# What you are asked to do
Copy the listing from the line containing "Run detection for white" through the last line of the listing, swapping "frame" for "image" and leaving everything else as it is.

## Begin

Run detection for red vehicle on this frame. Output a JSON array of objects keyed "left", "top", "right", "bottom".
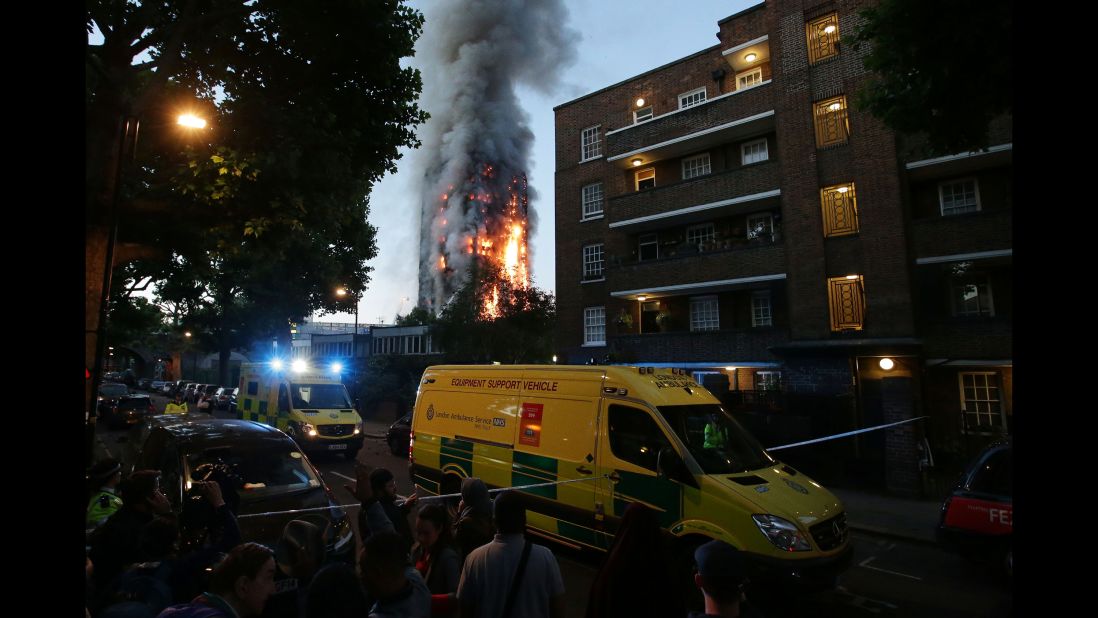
[{"left": 938, "top": 440, "right": 1013, "bottom": 580}]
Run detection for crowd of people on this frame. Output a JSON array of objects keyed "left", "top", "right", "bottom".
[{"left": 86, "top": 460, "right": 758, "bottom": 618}]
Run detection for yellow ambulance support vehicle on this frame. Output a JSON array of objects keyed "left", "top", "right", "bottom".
[
  {"left": 410, "top": 366, "right": 852, "bottom": 585},
  {"left": 236, "top": 360, "right": 363, "bottom": 459}
]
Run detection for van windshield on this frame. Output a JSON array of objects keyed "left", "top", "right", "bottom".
[
  {"left": 659, "top": 404, "right": 776, "bottom": 474},
  {"left": 290, "top": 383, "right": 351, "bottom": 409}
]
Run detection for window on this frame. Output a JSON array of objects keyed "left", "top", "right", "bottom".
[
  {"left": 805, "top": 13, "right": 839, "bottom": 65},
  {"left": 827, "top": 274, "right": 865, "bottom": 330},
  {"left": 938, "top": 178, "right": 979, "bottom": 216},
  {"left": 683, "top": 153, "right": 710, "bottom": 180},
  {"left": 751, "top": 290, "right": 774, "bottom": 327},
  {"left": 606, "top": 404, "right": 671, "bottom": 473},
  {"left": 740, "top": 137, "right": 770, "bottom": 166},
  {"left": 950, "top": 278, "right": 995, "bottom": 317},
  {"left": 637, "top": 234, "right": 660, "bottom": 261},
  {"left": 813, "top": 95, "right": 850, "bottom": 148},
  {"left": 583, "top": 182, "right": 603, "bottom": 218},
  {"left": 679, "top": 88, "right": 705, "bottom": 110},
  {"left": 748, "top": 213, "right": 774, "bottom": 241},
  {"left": 690, "top": 296, "right": 720, "bottom": 330},
  {"left": 820, "top": 182, "right": 858, "bottom": 237},
  {"left": 580, "top": 124, "right": 603, "bottom": 161},
  {"left": 736, "top": 67, "right": 762, "bottom": 90},
  {"left": 583, "top": 243, "right": 603, "bottom": 281},
  {"left": 957, "top": 371, "right": 1006, "bottom": 432},
  {"left": 583, "top": 307, "right": 606, "bottom": 346},
  {"left": 686, "top": 223, "right": 717, "bottom": 245},
  {"left": 755, "top": 371, "right": 782, "bottom": 391}
]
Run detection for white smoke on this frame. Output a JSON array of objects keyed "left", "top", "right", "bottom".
[{"left": 415, "top": 0, "right": 580, "bottom": 311}]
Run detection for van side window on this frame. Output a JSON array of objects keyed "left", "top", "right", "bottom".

## End

# Completed exercise
Run detection for white smoke on this image. Output a JSON array of objects keyed "left", "top", "right", "bottom".
[{"left": 415, "top": 0, "right": 580, "bottom": 311}]
Run detection for van side window on this image. Output a JSON array of objects keyed "left", "top", "right", "bottom".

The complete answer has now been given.